BEGIN

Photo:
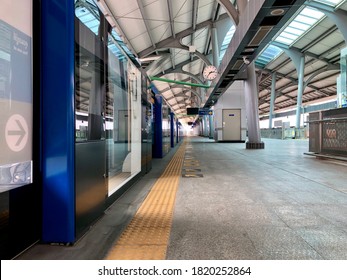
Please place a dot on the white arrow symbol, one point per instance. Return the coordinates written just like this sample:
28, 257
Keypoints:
21, 133
16, 132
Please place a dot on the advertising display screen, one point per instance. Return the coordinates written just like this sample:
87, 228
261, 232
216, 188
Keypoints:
16, 102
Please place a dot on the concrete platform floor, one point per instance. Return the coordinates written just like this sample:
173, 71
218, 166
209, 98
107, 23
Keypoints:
273, 204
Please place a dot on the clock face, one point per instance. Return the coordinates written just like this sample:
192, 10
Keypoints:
210, 72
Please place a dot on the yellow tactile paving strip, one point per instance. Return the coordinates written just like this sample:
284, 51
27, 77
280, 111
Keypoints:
147, 235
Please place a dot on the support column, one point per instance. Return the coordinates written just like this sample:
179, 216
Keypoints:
215, 49
299, 62
272, 98
252, 110
300, 90
211, 134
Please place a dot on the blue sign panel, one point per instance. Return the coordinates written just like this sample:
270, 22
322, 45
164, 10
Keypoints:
204, 112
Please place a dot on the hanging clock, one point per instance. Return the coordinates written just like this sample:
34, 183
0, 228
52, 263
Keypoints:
210, 72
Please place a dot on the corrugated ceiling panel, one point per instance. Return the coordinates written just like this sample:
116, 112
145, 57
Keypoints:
140, 42
161, 32
205, 10
122, 8
133, 24
157, 13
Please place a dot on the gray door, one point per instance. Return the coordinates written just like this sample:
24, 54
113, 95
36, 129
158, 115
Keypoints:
231, 124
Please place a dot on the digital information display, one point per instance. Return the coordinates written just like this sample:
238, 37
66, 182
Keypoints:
16, 102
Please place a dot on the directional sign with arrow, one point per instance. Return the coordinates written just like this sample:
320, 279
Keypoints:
16, 133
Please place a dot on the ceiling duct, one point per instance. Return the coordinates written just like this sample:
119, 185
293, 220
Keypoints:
260, 35
237, 64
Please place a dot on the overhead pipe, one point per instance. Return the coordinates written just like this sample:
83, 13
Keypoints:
179, 82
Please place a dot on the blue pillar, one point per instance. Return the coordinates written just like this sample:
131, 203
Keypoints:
58, 126
301, 74
158, 127
272, 98
215, 49
172, 130
299, 62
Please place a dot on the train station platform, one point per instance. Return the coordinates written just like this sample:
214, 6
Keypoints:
222, 202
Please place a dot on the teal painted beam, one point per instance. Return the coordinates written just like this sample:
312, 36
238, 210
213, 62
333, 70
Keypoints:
178, 82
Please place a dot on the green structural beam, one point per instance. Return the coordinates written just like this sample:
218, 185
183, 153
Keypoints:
178, 82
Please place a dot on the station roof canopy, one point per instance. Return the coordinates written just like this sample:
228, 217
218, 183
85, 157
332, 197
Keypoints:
172, 39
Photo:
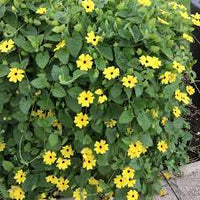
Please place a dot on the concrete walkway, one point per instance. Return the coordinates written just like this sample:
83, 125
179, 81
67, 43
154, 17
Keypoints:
186, 187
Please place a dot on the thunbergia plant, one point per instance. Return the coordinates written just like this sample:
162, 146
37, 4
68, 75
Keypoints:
93, 96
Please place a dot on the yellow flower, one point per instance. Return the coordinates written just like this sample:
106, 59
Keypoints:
15, 75
167, 175
128, 172
86, 152
16, 193
162, 146
188, 37
52, 179
89, 162
63, 164
129, 81
93, 181
102, 98
80, 194
2, 146
176, 112
162, 21
111, 123
49, 157
20, 177
190, 90
131, 182
136, 149
6, 45
101, 147
149, 61
60, 45
88, 5
184, 15
67, 151
62, 184
81, 120
57, 124
132, 195
84, 62
144, 2
162, 192
41, 11
163, 121
85, 98
168, 77
120, 181
92, 38
180, 68
111, 72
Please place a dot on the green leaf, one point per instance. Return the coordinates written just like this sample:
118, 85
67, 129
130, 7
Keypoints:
126, 117
144, 120
3, 70
100, 63
75, 44
106, 51
42, 59
7, 165
40, 82
58, 91
116, 90
63, 56
25, 105
53, 140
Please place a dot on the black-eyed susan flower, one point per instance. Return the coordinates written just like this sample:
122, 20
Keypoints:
136, 149
89, 162
62, 184
52, 179
129, 81
188, 37
67, 151
84, 62
60, 45
2, 146
81, 120
6, 45
128, 172
101, 147
63, 163
41, 11
80, 194
132, 195
179, 67
20, 177
110, 123
176, 112
15, 75
16, 192
190, 90
111, 72
120, 181
162, 146
145, 2
88, 5
57, 124
149, 61
92, 38
85, 98
49, 157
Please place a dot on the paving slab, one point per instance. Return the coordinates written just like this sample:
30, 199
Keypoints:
186, 187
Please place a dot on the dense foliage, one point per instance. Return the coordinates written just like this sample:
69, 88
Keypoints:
93, 96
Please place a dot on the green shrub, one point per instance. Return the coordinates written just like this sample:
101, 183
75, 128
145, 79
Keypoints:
93, 96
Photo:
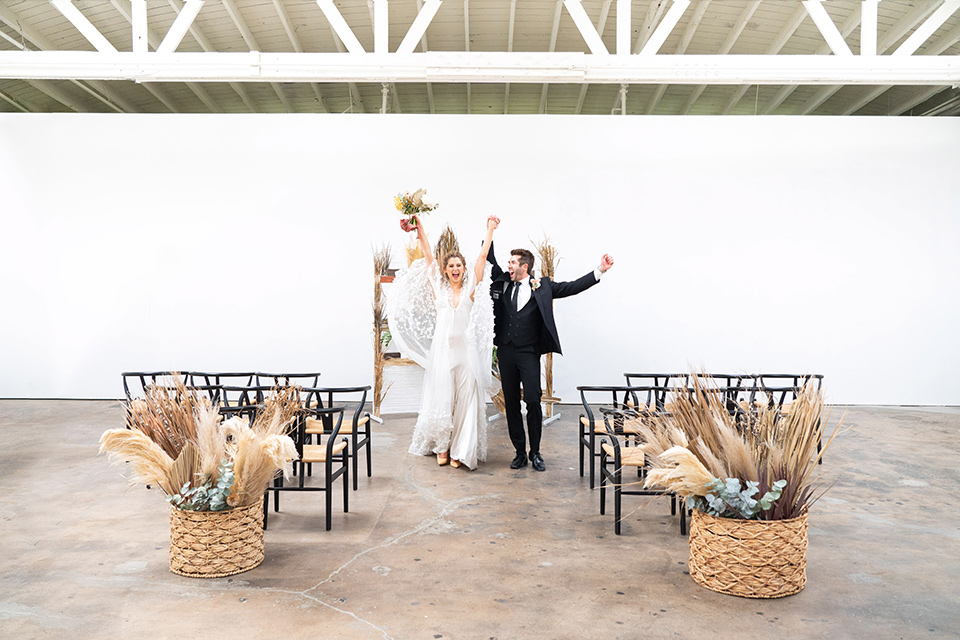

END

Problem statement:
What you produce must match the listing word for word, with no images in it.

Solution:
Photo:
Please place a dot on the white arrow symbol, one point per instance. Return the coordinates written just like this sample:
28, 257
Keypoints:
21, 133
16, 132
Please place a dot on the advertising display screen, one point per instance. Return the coordinates written just like this sample:
87, 228
261, 232
216, 188
Keypoints:
16, 102
Please place a dot on the concrete platform floor, one point per instance. Return the coordinates written just like this sample:
173, 71
218, 166
209, 98
107, 23
Keypoints:
273, 204
Please place a dot on the clock face, one point per instance. Return the coordinates written just like this sample:
192, 10
Keypoints:
210, 72
Please place a dot on the yellow tactile paving strip, one point per instance. Return the coordinates written just like this sample:
284, 51
27, 77
280, 111
Keypoints:
147, 235
Please place a dot on the support column, one point per instance. Return the coordinates written just like this sample:
179, 216
Keypoints:
215, 49
299, 62
272, 98
252, 110
300, 90
211, 134
Please place a dot on the blue sign panel, one point per instance. Return the coordinates written just like this sample:
270, 22
322, 45
164, 10
Keypoints:
204, 112
Please place a dot on the hanging clock, one point per instance. Return the coordinates written just like this sample:
34, 183
0, 228
52, 263
Keypoints:
210, 72
Please place a dot on the corrugated ceiling panel, one point per instance. Return the coordinates written just like this sample:
116, 112
145, 57
Keypoints:
140, 42
161, 32
205, 10
122, 8
133, 24
157, 13
Please place a dot on the gray door, one point per instance. Return the coordinates written just like this sample:
24, 54
113, 95
36, 129
158, 115
Keypoints:
231, 124
Please place a dot on the digital information display, one point per instance. Return the coordinates written just like this sample:
238, 37
66, 182
Keypoints:
16, 102
Please place a dot on the directional sign with arrow, one point per instance. Return the coordinates written just like this sample:
320, 279
Keypoints:
16, 133
Please place a dot on the ceiling duct, one point per instance. Return the coordinates written just like this sample:
119, 185
293, 220
Keypoints:
260, 35
237, 64
Please place a dot on the overhead pipe, one point per instance. Return the coordinates written just like this sample:
83, 13
Keypoints:
179, 82
Please place a dot on the blue pillar, one point per instance. Return the coordinates written just like this sample:
131, 203
Keypoints:
58, 126
301, 74
158, 127
272, 98
215, 49
172, 130
299, 62
Please place a dot on the train station platform, one point per instance. Return the coordinates written just like this sample:
214, 6
Keypoints:
222, 202
Please place a dot on the teal painted beam, one point per instance. Return the coordinates written just like this sample:
312, 36
238, 210
213, 62
333, 70
Keypoints:
178, 82
Please place a dot on the green structural beam, one point per instance. Return the coordinates written just like this sample:
218, 185
183, 153
Keypoints:
178, 82
Please place a dot on the station roof canopy, one point per instance. Return the coordinates written just like this sample:
228, 217
218, 183
85, 157
332, 197
Keypoints:
172, 39
Photo:
Please place a dot on the concrete walkway, one point per instance. Return the coordinates written just like this sample:
83, 125
179, 81
67, 43
154, 17
Keypoints:
186, 187
Please place a dot on the thunbergia plant, one point per instance. Return the coordinates written just like this sample:
162, 146
37, 4
68, 75
Keypoints:
93, 96
Please place a dot on the yellow flower, one point per instance. Return the coordinates written just like this sample:
106, 59
Keypoints:
15, 75
167, 175
128, 172
86, 152
16, 193
162, 146
188, 37
52, 179
89, 162
63, 164
129, 81
93, 181
102, 98
80, 194
2, 146
176, 112
162, 21
111, 123
49, 157
20, 177
190, 90
131, 182
136, 149
6, 45
101, 147
149, 61
60, 45
88, 5
184, 15
67, 151
62, 184
81, 120
57, 124
132, 195
84, 62
144, 2
162, 192
41, 11
163, 121
85, 98
168, 77
120, 181
92, 38
180, 68
111, 72
Please place a dot on the green leaf, one point per instance. Return the coordinates written just like this sample:
118, 85
67, 129
130, 7
Keypoints:
126, 117
144, 120
3, 70
100, 63
75, 44
106, 51
42, 59
7, 165
40, 82
58, 91
116, 90
63, 56
25, 105
53, 140
Please place a dot on the black-eyed susan flower, one point per instance. Return the coordinates written just like this sample:
122, 20
Keypoints:
136, 149
89, 162
62, 184
52, 179
129, 81
188, 37
67, 151
84, 62
60, 45
2, 146
81, 120
6, 45
128, 172
101, 147
63, 163
41, 11
80, 194
132, 195
179, 67
20, 177
110, 123
176, 112
15, 75
16, 192
190, 90
111, 72
120, 181
162, 146
145, 2
88, 5
57, 124
149, 61
92, 38
85, 98
49, 157
Please place a dot on the paving slab, one point per instance. Return the coordinates written just like this sample:
30, 199
Keypoints:
186, 187
Please place a dot on the dense foliage, one point per instance. Return the coordinates written just like this sample:
69, 88
Keypoints:
93, 96
Please place a dot on the green shrub, one point per instance. Return the coordinates written just like this sample:
101, 183
75, 128
145, 79
Keypoints:
93, 96
Photo:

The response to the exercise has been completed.